Written instruction> Format every line of the records below as a JSON list of strings, with one string per line and blank lines left out.

Rows from a dataset for labeling boxes

>> begin

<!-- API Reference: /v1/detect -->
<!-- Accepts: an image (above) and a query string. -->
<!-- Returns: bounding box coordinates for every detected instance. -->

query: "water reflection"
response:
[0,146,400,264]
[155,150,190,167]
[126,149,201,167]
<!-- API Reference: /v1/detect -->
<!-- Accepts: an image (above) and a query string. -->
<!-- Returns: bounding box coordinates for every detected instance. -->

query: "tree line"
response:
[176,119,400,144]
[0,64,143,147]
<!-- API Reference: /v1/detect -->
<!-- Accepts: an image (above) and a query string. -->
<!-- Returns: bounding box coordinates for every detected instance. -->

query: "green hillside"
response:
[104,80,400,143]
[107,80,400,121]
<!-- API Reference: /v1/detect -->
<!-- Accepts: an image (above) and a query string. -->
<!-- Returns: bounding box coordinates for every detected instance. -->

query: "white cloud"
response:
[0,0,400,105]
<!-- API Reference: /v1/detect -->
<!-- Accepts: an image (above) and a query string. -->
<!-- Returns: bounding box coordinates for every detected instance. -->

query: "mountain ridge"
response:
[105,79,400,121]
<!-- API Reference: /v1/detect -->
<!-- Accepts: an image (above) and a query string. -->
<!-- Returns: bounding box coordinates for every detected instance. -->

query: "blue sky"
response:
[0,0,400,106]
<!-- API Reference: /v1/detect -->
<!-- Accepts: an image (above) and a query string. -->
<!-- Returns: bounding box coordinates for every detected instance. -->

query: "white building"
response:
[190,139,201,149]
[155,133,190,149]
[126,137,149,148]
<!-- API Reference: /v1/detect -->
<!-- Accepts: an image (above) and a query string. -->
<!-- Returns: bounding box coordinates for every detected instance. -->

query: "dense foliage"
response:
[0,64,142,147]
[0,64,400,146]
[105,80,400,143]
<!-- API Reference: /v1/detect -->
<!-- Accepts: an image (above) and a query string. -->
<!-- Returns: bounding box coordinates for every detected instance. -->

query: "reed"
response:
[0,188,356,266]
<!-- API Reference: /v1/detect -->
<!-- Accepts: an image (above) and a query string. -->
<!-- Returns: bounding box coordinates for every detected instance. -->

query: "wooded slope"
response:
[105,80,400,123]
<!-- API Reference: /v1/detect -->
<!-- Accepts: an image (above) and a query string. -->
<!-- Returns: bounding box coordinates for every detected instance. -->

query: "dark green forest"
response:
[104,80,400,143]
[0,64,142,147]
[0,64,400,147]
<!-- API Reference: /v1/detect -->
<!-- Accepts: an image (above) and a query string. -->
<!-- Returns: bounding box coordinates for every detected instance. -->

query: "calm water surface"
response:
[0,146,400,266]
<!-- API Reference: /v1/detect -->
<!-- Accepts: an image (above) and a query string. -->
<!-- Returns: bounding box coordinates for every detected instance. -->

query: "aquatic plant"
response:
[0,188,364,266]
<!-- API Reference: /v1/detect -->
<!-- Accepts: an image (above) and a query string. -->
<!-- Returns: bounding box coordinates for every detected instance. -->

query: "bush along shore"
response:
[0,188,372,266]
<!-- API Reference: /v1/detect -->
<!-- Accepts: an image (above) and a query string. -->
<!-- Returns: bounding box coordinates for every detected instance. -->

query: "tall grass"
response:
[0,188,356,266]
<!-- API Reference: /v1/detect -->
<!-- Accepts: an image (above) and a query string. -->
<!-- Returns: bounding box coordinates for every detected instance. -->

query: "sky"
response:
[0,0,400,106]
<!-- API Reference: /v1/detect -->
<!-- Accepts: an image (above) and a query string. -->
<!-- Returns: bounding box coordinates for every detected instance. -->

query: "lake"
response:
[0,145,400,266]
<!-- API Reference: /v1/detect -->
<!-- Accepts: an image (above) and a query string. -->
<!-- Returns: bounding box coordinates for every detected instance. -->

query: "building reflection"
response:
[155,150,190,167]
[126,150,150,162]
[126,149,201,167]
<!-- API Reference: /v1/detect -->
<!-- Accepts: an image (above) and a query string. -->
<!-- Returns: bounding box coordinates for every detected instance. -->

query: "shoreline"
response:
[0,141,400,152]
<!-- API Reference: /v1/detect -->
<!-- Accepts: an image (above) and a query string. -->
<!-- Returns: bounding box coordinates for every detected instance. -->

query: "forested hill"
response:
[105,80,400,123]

>> end

Solution for this exercise>
[
  "<!-- API Reference: /v1/detect -->",
  "<!-- Accepts: an image (above) and a query string. -->",
  "<!-- Returns: bounding box coordinates for every detected instance. -->",
  "query: \"water reflection\"",
  "response:",
  "[0,146,400,264]",
  "[155,150,190,167]",
  "[126,149,201,167]",
  "<!-- API Reference: /v1/detect -->",
  "<!-- Accepts: an image (above) and a query string. -->",
  "<!-- Returns: bounding box coordinates for every detected instance. -->",
  "query: \"tree line\"",
  "response:",
  "[176,119,400,144]",
  "[0,64,143,147]",
  "<!-- API Reference: /v1/detect -->",
  "<!-- Accepts: an image (above) and a query string. -->",
  "<!-- Returns: bounding box coordinates for every detected instance. -->",
  "query: \"green hillside\"",
  "response:",
  "[104,80,400,143]",
  "[107,80,400,121]",
  "<!-- API Reference: /v1/detect -->",
  "<!-- Accepts: an image (above) and a query string. -->",
  "<!-- Returns: bounding box coordinates for every detected instance. -->",
  "query: \"white cloud\"",
  "response:",
  "[0,0,400,105]",
  "<!-- API Reference: /v1/detect -->",
  "<!-- Accepts: an image (above) and a query string. -->",
  "<!-- Returns: bounding box coordinates for every detected instance. -->",
  "query: \"mountain ridge\"",
  "response:",
  "[105,79,400,121]",
  "<!-- API Reference: /v1/detect -->",
  "<!-- Accepts: an image (above) and a query string. -->",
  "<!-- Returns: bounding box coordinates for every detected instance. -->",
  "query: \"blue sky\"",
  "response:",
  "[0,0,400,106]",
  "<!-- API Reference: /v1/detect -->",
  "<!-- Accepts: an image (above) and a query string. -->",
  "<!-- Returns: bounding box coordinates for every detected instance. -->",
  "query: \"white building\"",
  "response:",
  "[190,139,201,149]",
  "[155,133,190,149]",
  "[126,137,149,148]",
  "<!-- API Reference: /v1/detect -->",
  "<!-- Accepts: an image (above) and a query string. -->",
  "<!-- Returns: bounding box coordinates for every detected instance. -->",
  "query: \"dense foliage\"",
  "response:",
  "[0,64,142,147]",
  "[0,64,400,146]",
  "[105,80,400,143]",
  "<!-- API Reference: /v1/detect -->",
  "<!-- Accepts: an image (above) and a query string. -->",
  "<!-- Returns: bounding box coordinates for every detected instance. -->",
  "query: \"reed\"",
  "response:",
  "[0,188,356,266]",
  "<!-- API Reference: /v1/detect -->",
  "<!-- Accepts: an image (above) and a query string. -->",
  "<!-- Returns: bounding box coordinates for every detected instance. -->",
  "query: \"wooded slope\"",
  "response:",
  "[105,80,400,123]",
  "<!-- API Reference: /v1/detect -->",
  "<!-- Accepts: an image (above) and a query string. -->",
  "<!-- Returns: bounding box coordinates for every detected instance. -->",
  "query: \"dark green forest\"",
  "response:",
  "[104,80,400,143]",
  "[0,64,142,147]",
  "[0,64,400,147]",
  "<!-- API Reference: /v1/detect -->",
  "<!-- Accepts: an image (above) and a query string. -->",
  "<!-- Returns: bounding box coordinates for every detected instance. -->",
  "query: \"calm water surface\"",
  "response:",
  "[0,146,400,266]",
  "<!-- API Reference: /v1/detect -->",
  "<!-- Accepts: an image (above) and a query string. -->",
  "<!-- Returns: bounding box coordinates for every detected instance. -->",
  "query: \"aquatic plant\"",
  "response:",
  "[0,188,364,266]",
  "<!-- API Reference: /v1/detect -->",
  "<!-- Accepts: an image (above) and a query string. -->",
  "<!-- Returns: bounding box coordinates for every detected instance. -->",
  "query: \"bush along shore\"",
  "response:",
  "[0,188,372,266]",
  "<!-- API Reference: /v1/detect -->",
  "<!-- Accepts: an image (above) and a query string. -->",
  "<!-- Returns: bounding box coordinates for every detected instance. -->",
  "query: \"tall grass\"",
  "response:",
  "[0,188,356,266]",
  "<!-- API Reference: /v1/detect -->",
  "<!-- Accepts: an image (above) and a query string. -->",
  "<!-- Returns: bounding box coordinates for every detected instance. -->",
  "query: \"sky\"",
  "response:",
  "[0,0,400,106]",
  "<!-- API Reference: /v1/detect -->",
  "<!-- Accepts: an image (above) and a query string. -->",
  "<!-- Returns: bounding box coordinates for every detected instance. -->",
  "query: \"lake\"",
  "response:",
  "[0,145,400,266]",
  "<!-- API Reference: /v1/detect -->",
  "<!-- Accepts: an image (above) and a query string. -->",
  "<!-- Returns: bounding box coordinates for every detected instance. -->",
  "query: \"building reflection\"",
  "response:",
  "[155,150,190,167]",
  "[126,150,150,162]",
  "[126,149,201,167]",
  "<!-- API Reference: /v1/detect -->",
  "<!-- Accepts: an image (above) and a query string. -->",
  "<!-- Returns: bounding box coordinates for every detected instance. -->",
  "query: \"shoreline\"",
  "response:",
  "[0,141,400,152]",
  "<!-- API Reference: /v1/detect -->",
  "<!-- Accepts: an image (above) and a query string. -->",
  "<!-- Returns: bounding box coordinates for every detected instance. -->",
  "query: \"forested hill\"",
  "response:",
  "[105,80,400,123]"
]